◆ **Task details**: In the passage on merging sorted linked lists, what does the dummy node help with?

Complexity Analysis:

  • Time complexity: O(n1 + n2). 
  • Auxiliary Space: O(1).

Approach: This approach uses an iterative approach to merge two sorted linked lists without duplicates.

Steps:

  • It creates a dummy node and a tail pointer to efficiently merge the two lists in sorted order. The dummy node helps in handling the merged list easily.
  • As the lists are merged, it simultaneously removes duplicates in a single pass through the merged list.

Below is the implementation of the above approach:

C++

//C++ code for the above approach
#include <bits/stdc++.h>
using namespace std;
 
struct Node {
    int data;
    Node* next;
};
 
Node* getNode(int data)
{
    Node* temp = new Node;
    temp->data = data;
    temp->next = NULL;
    return temp;
}
 
Node* sortedMergeWithoutDuplicates(Node* head1, Node* head2)
{
    // Create a dummy node to simplify merging
    Node* dummy = new Node;
    Node* tail = dummy;
 
    // Merge the two sorted linked lists
    while (head1 != NULL && head2 != NULL) {
        if (head1->data < head2->data) {
            // Append the smaller node to the merged list
            tail->next = head1;
            head1 = head1->next;
        }
        else if (head1->data > head2->data) {
            // Append the smaller node to the merged list
            tail->next = head2;
            head2 = head2->next;
        }
        else {
            // If both nodes have the same value, append only one of them to avoid duplicates
            tail->next = head1;
            head1 = head1->next;
            head2 = head2->next;
        }
        tail = tail->next;
        tail->next = NULL; // Mark the end of the merged list
    }
 
    // If any elements left in either of the lists, add them to the merged list
    if (head1 != NULL) {
        tail->next = head1;
    }
    if (head2 != NULL) {
        tail->next = head2;
    }
 
    // Remove duplicates from the merged list
    Node* current = dummy->next;
    while (current != NULL && current->next != NULL) {
        if (current->data == current->next->data) {
            // Remove the duplicate node from the merged list
            Node* temp = current->next;
            current->next = current->next->next;
            delete temp; // Free the memory of the duplicate node
        }
        else {
            // Move to the next node
            current = current->next;
        }
    }
 
    Node* result = dummy->next;
    delete dummy; // Free the memory of the dummy node
    return result;
}
 
void printList(Node* head)

◆ **Region annotation entries**:
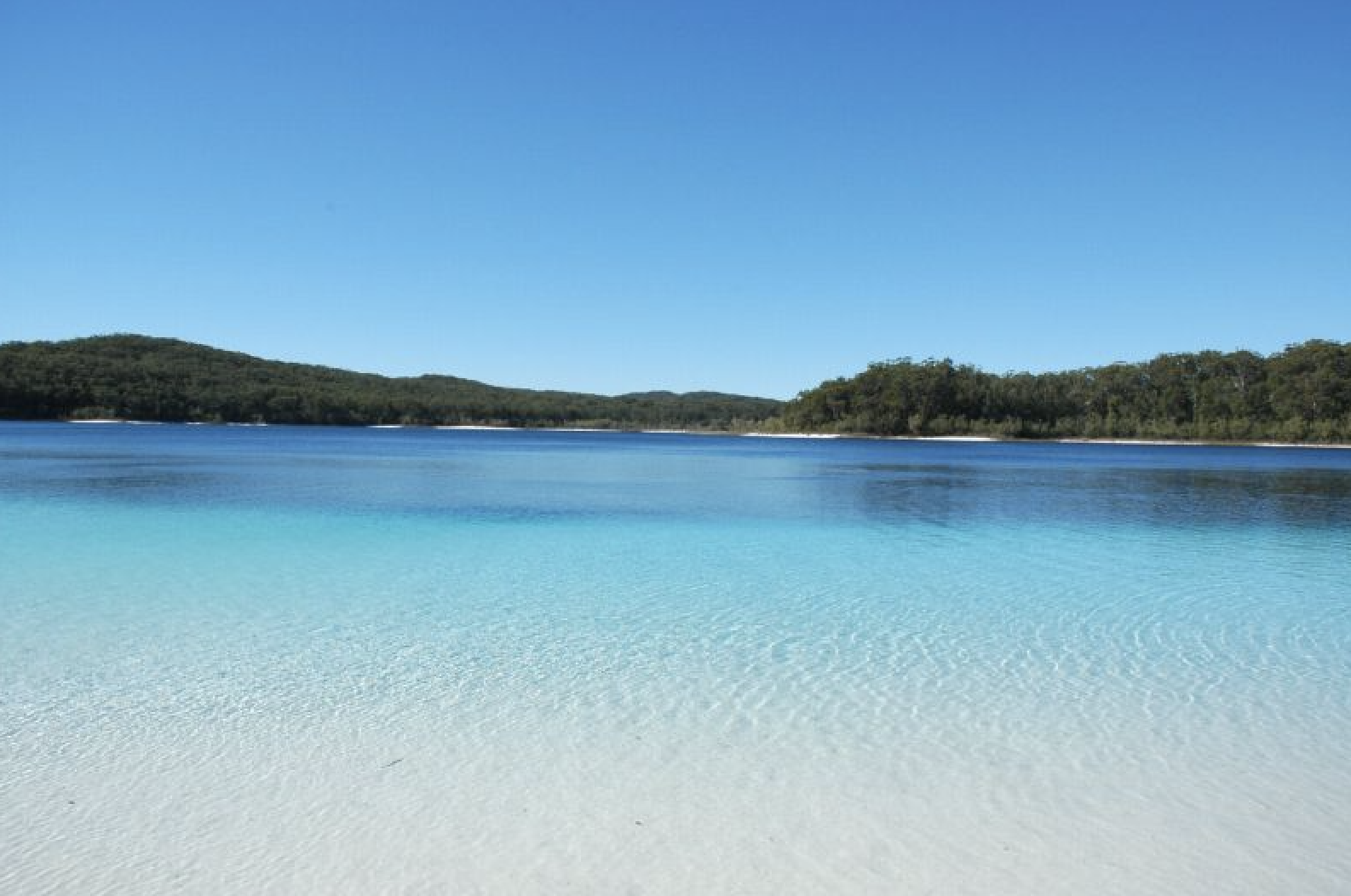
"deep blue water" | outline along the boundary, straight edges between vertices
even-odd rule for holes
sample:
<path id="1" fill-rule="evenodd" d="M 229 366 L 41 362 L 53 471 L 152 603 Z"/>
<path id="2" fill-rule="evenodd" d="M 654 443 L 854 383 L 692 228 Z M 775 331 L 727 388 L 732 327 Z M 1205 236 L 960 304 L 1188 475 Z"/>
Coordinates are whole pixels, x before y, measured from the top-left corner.
<path id="1" fill-rule="evenodd" d="M 0 424 L 7 892 L 1347 892 L 1348 695 L 1351 451 Z"/>

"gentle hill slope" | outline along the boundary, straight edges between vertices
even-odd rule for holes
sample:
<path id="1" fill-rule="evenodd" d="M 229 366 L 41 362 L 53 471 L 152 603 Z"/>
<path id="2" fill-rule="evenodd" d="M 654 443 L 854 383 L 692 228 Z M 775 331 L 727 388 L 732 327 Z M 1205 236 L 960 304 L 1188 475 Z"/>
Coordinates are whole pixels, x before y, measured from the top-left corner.
<path id="1" fill-rule="evenodd" d="M 0 345 L 0 418 L 739 428 L 782 403 L 716 392 L 600 396 L 450 376 L 382 377 L 178 339 Z"/>

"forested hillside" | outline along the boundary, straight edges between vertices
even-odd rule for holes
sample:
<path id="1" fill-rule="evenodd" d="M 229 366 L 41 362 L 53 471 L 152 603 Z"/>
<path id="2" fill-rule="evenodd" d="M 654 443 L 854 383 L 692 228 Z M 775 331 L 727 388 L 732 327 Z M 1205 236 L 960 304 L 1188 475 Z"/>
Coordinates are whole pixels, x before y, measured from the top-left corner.
<path id="1" fill-rule="evenodd" d="M 1162 354 L 1065 373 L 997 376 L 888 361 L 788 403 L 789 430 L 873 435 L 1351 442 L 1351 343 Z"/>
<path id="2" fill-rule="evenodd" d="M 782 403 L 716 392 L 607 397 L 382 377 L 138 335 L 0 346 L 0 418 L 739 428 Z"/>

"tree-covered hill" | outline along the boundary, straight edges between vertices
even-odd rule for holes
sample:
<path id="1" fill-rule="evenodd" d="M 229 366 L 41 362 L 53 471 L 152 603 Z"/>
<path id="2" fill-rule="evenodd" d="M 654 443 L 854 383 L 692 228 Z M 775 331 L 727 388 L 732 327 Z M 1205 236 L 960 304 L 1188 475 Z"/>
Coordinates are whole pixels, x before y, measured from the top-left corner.
<path id="1" fill-rule="evenodd" d="M 139 335 L 0 345 L 0 418 L 740 428 L 782 403 L 716 392 L 615 397 L 449 376 L 382 377 Z"/>
<path id="2" fill-rule="evenodd" d="M 782 422 L 871 435 L 1351 442 L 1351 343 L 1004 376 L 905 358 L 802 392 Z"/>

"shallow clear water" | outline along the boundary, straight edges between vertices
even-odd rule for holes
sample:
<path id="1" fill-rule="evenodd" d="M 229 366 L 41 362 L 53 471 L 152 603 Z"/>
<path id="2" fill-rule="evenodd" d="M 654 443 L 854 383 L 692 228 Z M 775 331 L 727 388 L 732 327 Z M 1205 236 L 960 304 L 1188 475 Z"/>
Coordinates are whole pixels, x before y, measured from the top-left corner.
<path id="1" fill-rule="evenodd" d="M 1346 893 L 1351 451 L 0 424 L 0 892 Z"/>

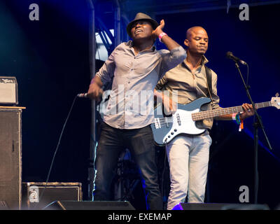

◆ **Result**: It helps in handling the merged list easily.